----- Records provided
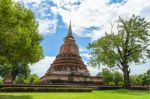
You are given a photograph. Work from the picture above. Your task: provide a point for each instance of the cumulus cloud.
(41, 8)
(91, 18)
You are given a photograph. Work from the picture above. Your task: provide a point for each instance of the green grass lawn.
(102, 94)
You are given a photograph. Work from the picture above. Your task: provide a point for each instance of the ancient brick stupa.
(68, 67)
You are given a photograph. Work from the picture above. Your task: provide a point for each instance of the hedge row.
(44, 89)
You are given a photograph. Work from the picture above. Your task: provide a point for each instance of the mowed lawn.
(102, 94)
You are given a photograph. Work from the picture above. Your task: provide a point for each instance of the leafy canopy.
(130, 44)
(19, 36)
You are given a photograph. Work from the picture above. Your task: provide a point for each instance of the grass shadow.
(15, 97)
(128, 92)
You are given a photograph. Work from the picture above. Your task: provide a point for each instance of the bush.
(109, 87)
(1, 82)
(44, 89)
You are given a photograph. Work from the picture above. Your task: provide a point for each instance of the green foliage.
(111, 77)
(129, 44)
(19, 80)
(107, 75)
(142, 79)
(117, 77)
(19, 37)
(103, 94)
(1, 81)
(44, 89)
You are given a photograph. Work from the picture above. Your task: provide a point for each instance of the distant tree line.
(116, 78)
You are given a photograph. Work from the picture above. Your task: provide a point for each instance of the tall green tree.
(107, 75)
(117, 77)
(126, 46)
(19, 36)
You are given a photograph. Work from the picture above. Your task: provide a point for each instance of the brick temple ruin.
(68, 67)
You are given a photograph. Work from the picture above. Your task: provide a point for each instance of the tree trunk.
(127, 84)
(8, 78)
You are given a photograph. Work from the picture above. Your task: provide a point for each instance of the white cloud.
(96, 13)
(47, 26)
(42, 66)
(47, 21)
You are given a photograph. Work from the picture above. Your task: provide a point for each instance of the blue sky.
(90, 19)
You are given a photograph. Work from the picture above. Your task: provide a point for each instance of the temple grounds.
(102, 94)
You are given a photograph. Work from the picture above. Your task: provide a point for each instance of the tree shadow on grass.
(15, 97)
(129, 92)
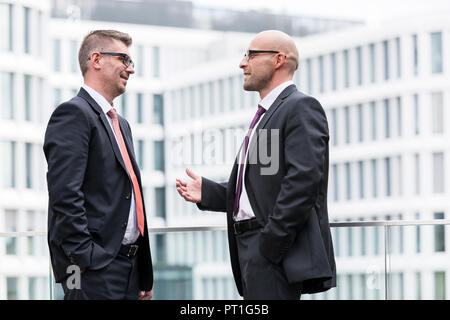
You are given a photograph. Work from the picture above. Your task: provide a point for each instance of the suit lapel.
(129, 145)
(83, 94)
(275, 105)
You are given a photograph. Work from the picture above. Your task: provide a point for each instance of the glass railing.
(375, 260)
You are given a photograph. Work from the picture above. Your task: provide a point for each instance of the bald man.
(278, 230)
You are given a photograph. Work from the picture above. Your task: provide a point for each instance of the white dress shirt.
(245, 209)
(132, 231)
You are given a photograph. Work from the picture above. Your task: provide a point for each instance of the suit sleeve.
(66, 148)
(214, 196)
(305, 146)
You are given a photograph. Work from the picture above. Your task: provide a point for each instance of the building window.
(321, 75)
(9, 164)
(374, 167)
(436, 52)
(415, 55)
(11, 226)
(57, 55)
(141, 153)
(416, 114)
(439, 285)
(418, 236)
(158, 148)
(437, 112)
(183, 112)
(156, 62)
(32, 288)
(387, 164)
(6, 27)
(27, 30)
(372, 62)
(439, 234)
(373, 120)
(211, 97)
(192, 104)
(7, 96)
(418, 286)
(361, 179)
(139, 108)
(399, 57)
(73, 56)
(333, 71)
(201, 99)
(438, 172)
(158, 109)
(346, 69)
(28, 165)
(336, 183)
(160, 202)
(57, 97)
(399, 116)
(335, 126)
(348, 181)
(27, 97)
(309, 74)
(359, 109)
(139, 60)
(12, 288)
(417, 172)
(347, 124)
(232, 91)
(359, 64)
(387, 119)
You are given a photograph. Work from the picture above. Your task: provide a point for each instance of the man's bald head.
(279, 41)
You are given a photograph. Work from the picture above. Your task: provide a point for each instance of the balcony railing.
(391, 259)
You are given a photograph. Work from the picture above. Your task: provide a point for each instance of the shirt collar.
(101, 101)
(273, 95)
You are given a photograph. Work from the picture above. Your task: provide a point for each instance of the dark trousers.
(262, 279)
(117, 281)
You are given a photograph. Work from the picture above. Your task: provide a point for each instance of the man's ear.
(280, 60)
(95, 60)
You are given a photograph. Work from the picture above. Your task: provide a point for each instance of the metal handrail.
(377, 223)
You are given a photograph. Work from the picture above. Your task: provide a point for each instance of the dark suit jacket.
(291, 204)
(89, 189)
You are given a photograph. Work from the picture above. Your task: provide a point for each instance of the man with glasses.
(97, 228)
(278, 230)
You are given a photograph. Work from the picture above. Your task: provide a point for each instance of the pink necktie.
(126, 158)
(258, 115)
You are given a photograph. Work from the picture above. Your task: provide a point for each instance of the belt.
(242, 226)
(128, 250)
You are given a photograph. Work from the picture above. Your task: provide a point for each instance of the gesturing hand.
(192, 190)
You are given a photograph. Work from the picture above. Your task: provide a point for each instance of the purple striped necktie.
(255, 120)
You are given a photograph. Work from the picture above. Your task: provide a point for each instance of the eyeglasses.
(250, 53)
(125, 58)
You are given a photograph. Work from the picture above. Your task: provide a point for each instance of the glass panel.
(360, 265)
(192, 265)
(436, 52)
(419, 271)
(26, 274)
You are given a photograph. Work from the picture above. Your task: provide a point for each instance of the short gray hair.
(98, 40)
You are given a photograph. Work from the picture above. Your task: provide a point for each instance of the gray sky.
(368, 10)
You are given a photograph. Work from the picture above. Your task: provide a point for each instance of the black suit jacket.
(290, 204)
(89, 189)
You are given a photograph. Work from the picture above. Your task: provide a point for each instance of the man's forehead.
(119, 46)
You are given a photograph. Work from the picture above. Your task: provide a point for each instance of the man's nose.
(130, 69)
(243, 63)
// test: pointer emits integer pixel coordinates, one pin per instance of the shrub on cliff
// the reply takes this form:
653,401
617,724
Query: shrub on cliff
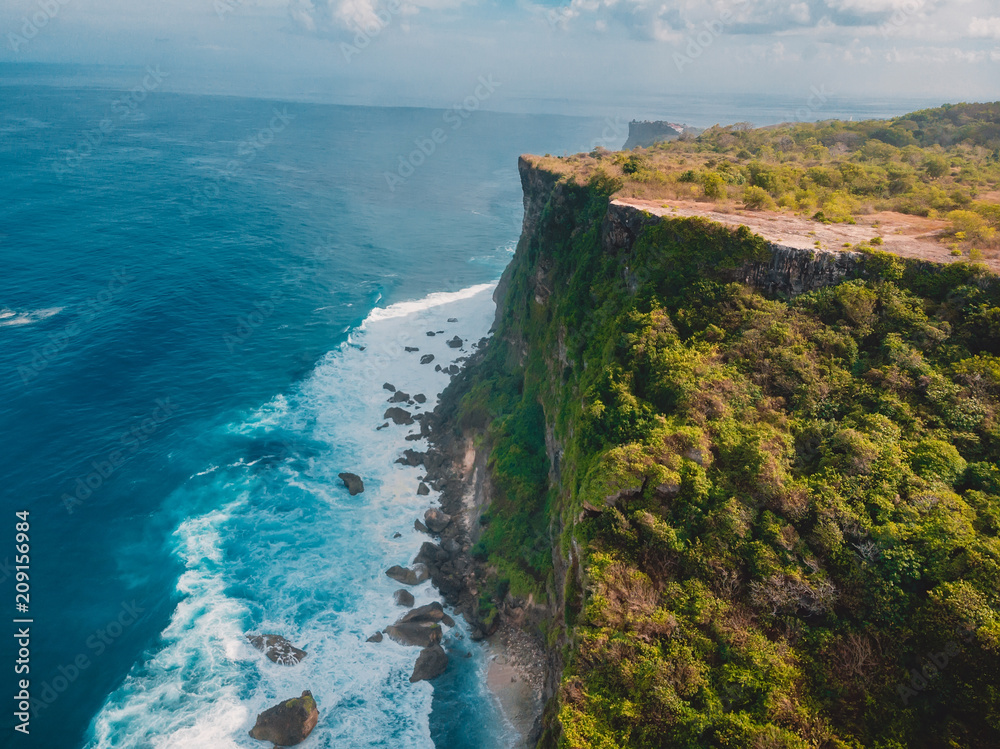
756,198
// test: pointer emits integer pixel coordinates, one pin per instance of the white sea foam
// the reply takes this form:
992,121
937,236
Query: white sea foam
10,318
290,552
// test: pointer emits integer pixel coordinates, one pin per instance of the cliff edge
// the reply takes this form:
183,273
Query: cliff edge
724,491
----------
Exercise
Can you reproduce all of the data above word for word, leaving out the pictures?

Solution for this task
You are given a photograph. Work from the picture above. Your task: provide a point for each instance of the cumulus cloud.
(41, 8)
(91, 18)
You are given a photograph. Work from the picture above. Your task: provide a point for each instance of the green grass lawn.
(102, 94)
You are given a photograph. Work from the picture above. Your task: provide a point for each instance of the ancient brick stupa.
(68, 67)
You are given a photograph. Work from the picture above. Your task: provide a point for each instance of the hedge row.
(44, 89)
You are given a photograph. Work from the picture above. Your task: provide a point for each instance of the mowed lawn.
(102, 94)
You are given a photograph. Work from the picture above. Your task: provide a point for each instance of the leafy canopy.
(130, 44)
(19, 36)
You are given a photograph. Work from the picture above. Your task: provide a point for each instance of the grass shadow.
(15, 97)
(128, 92)
You are given a photograph. Work from the picture above. Your task: provide a point for each instance of the bush.
(109, 87)
(1, 82)
(44, 89)
You are given a photograph. Work from the picture above. Your task: provide a point for each instance of the green foliage.
(111, 77)
(129, 44)
(19, 80)
(107, 75)
(142, 79)
(117, 77)
(19, 37)
(103, 94)
(1, 81)
(44, 89)
You are given a photograph. Work from the picture above. Your task: provide a point for each instance of the distant tree line.
(116, 78)
You are given a photograph. Work from the picture above. Your task: provide a point for each instance of the tall green tree.
(107, 75)
(117, 77)
(126, 46)
(19, 36)
You are given a photograph. Work from the picture above. Your task: provide a point for each instance of the brick temple ruin.
(68, 67)
You are given a photograph. Work from the picture above. Your task: provide a point for each instance of the tree trunk.
(127, 84)
(8, 78)
You are given a photograph. Work from the picture above. Your task: provide a point for each instance of the white cloud.
(96, 13)
(47, 26)
(42, 66)
(47, 21)
You are given a photograph. Work from the picture above. Your task: provide a point for each instance of the blue sky.
(90, 19)
You are given a photograph. Work from the picture above. Your task: provide a point for each instance of the temple grounds.
(102, 94)
You are given a photograph. Work from the picture above. Your task: provide a point for each instance of the tree shadow on grass.
(15, 97)
(129, 92)
You are given a photograph. Work from the picture above. Your task: provide a point for each instance of the suit lapel.
(129, 145)
(83, 94)
(275, 105)
You are given a photograph. Work from the picture above. Your task: provide a point for each instance of the glass railing.
(375, 260)
You are given a photograph. Work from the picture above. Your task: provide a point for each instance of the bald man.
(278, 230)
You are given a photograph. Work from the picture above. Your task: provide a point for each instance of the white dress shirt.
(245, 209)
(132, 231)
You are given a photograph. Work from the picture above. Your task: provide a point for each instance of the suit sleeve.
(66, 148)
(214, 196)
(305, 146)
You are given a photograph. Work from the picture above. Your task: provide a point for each instance of the building window.
(321, 75)
(9, 164)
(374, 167)
(436, 52)
(415, 55)
(11, 226)
(57, 55)
(141, 153)
(416, 114)
(439, 285)
(418, 236)
(158, 148)
(437, 112)
(183, 112)
(156, 62)
(32, 288)
(387, 164)
(6, 27)
(27, 30)
(372, 62)
(439, 234)
(373, 120)
(211, 97)
(192, 104)
(7, 96)
(418, 286)
(361, 179)
(139, 108)
(399, 57)
(73, 56)
(333, 71)
(201, 99)
(438, 172)
(158, 109)
(346, 69)
(28, 165)
(336, 183)
(160, 202)
(57, 97)
(399, 116)
(335, 126)
(348, 181)
(27, 97)
(309, 74)
(359, 109)
(139, 60)
(12, 288)
(417, 172)
(347, 124)
(232, 91)
(359, 64)
(387, 119)
You are given a photograph. Work from the picture above. Your task: provide a point for each instance of the man's bald head.
(279, 41)
You are given a photograph. Work from the picture above. Your task: provide a point for each instance of the balcony railing.
(391, 259)
You are given a photograph. Work from the picture above. Your task: provide a point for each instance of the shirt collar.
(101, 101)
(273, 95)
You are given a photograph. Work from the picture above. Your task: provide a point for each instance of the dark trousers.
(262, 279)
(117, 281)
You are given a photograph. Work from the picture above. Your task: provide a point for each instance of the man's ear.
(280, 60)
(95, 60)
You are given a photograph. Work from the picture above. Your task: provide a point for each instance of the metal handrail.
(377, 223)
You are given a photograph. Work from the picture above. Your task: provide a point for each instance of the dark suit jacket.
(291, 204)
(89, 189)
You are given a photograph. Work from the picture above. Your task: provide a point for each instance of the man with glasses.
(97, 228)
(278, 230)
You are given a photograph. Work from the picture above. Your task: provide a point for each instance of the pink necktie.
(126, 158)
(258, 115)
You are given a photograph. Work from the picture above. Your task: provide a point for each instance of the belt.
(242, 226)
(128, 250)
You are given a photograph. Work from the picture above. Your task: provide a point for each instance of the gesturing hand.
(192, 190)
You are given a photograph. Work from the picture above. Your task: provide a point for each instance of the purple striped necktie.
(255, 120)
You are given a photograph. Work from the picture above. Your task: provide a point for each instance of the eyeglasses.
(250, 53)
(125, 58)
You are given a photograph. Work from the picture above. Your task: provide a point for each instance of the glass panel.
(360, 265)
(192, 265)
(436, 52)
(419, 271)
(26, 274)
You are given a photograph. Work from the picture above. Your task: provide a point for each instance of the short gray hair.
(98, 40)
You are given a photograph. Work from the picture above. Your task: provide a point for each instance of the gray sky.
(368, 10)
You are given a photograph. Work from the picture above. Your task: provide a point for each instance of the black suit jacket.
(290, 204)
(89, 189)
You are given a photograph. Work from the picture above. Your task: provide a point for each instance of the man's forehead.
(119, 46)
You are given a photograph. Work from the picture above. Your task: provide a point for each instance of the man's nose.
(130, 69)
(243, 63)
// test: pointer emits integer pixel coordinates, one pin per instance of the shrub on cliff
// the reply takes this form:
653,401
617,724
Query: shrub on cliff
756,198
// test: pointer emits integer pixel coordinates, one pin per instance of the white sea foam
// the reply takes this form:
992,121
937,236
Query: white sea foam
10,318
290,552
// test: pointer emits integer pixel coordinates, one pin per instance of the cliff edge
// the reply takes this form:
183,273
Query: cliff edge
724,491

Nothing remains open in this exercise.